Задание: Скопируйте без изменений часть фрагмента о цикле Крылова от слов «Финальным аккордом, которым» до слов «1989-2001-2013-2025 — время Запада.».

Столь же развернутой характеристики цивилизации Севера Крылов не дал, ограничившись предположением, что советская система была периодом ограничения моделей, заимствованных у чужих систем, полюдьем четвертой этической системы, базирующимся на принципе «зависти». Постепенно из полюдья и его преодоления, предполагал Крылов выкристаллизуется полноценная цивилизация основанная на 4-й этической системе и её принципах: «Пусть все, но не я»;  «Не позволяй другим того   (по отношению к себе),  чего ты себе не позволяешь   (считаешь невозможным)  делать сам   (по отношению к ним)»; «Не позволяй — ни себе, ни другим   (по отношению к себе)  делать то, что ненавидишь в себе и в других».

Финальным аккордом, которым Крылов сражал своего читателя было введение в русскую историю ХХ века 12-летних циклов, которыми описывалось «отыгрвыание» в рамках зарождающейся новой цивилизации более ранних этических систем. Каждый отыгрыш проходит три этапа — харизматический подъем, период бури и натиска, затем расцвет и стабилизация, затем стагнация и поиск выхода. При наложении на реальную советскую историю этот цикл шокировал своей точностью: 1917-1929-1941-1953 — время Юга; 1953-1965-1977-1989 — время Востока; 1989-2001-2013-2025 — время Запада.

Напомню читателю, что книга вышла в 1997 году, когда ни поворот 2000-2001, ни потрясения 2011-2012 годов невозможно было даже помыслить. Внезапный перелом «по Крылову» в 2001 году заставил скептиков признать, что эта математическая концепция имеет потрясающую предсказательную силу. Столь же малопрогнозируемый перелом 2014 гг. от расцвета российского капитализма к острому конфликту с Новым Мировым Порядком, к отстраиванию русской цивилизационной и геополитической позиции по принципу «пусть все, но не я» вынуждает перестать сомневаться даже закоренелых скептиков. В 2020-2021 мы уже ощущаем первые толчки того разрыва России с Западом и оформления собственного Севера, которые следуют из скорее мистически уловленного, чем собственно вычисленного «цикла Крылова».

Концепция «Северной этики», оказалась своего рода самосбывающимся пророчеством. Довольно большое число людей, что особенно важно — мужчин, начали пестовать в себе северного человека, практиковать принцип «где сядешь там слезешь», воспринимая его как часть личной и национальной этики. «Контрсуггестия» — как выразился высоко ценимый Крыловым Б.Ф. Поршнев, стала важной чертой нового русского психологического уклада. Если северная цивилизация действительно реализуется в истории, то именно Крылов окажется не только в роли предсказателя, но и в роли воспитателя на её первых шагах. Кажется это и называется в светском смысле «пророком».

Исходные данные:
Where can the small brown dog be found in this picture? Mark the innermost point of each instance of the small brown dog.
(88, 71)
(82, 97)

Ответ:
Финальным аккордом, которым Крылов сражал своего читателя было введение в русскую историю ХХ века 12-летних циклов, которыми описывалось «отыгрвыание» в рамках зарождающейся новой цивилизации более ранних этических систем. Каждый отыгрыш проходит три этапа — харизматический подъем, период бури и натиска, затем расцвет и стабилизация, затем стагнация и поиск выхода. При наложении на реальную советскую историю этот цикл шокировал своей точностью: 1917-1929-1941-1953 — время Юга; 1953-1965-1977-1989 — время Востока; 1989-2001-2013-2025 — время Запада.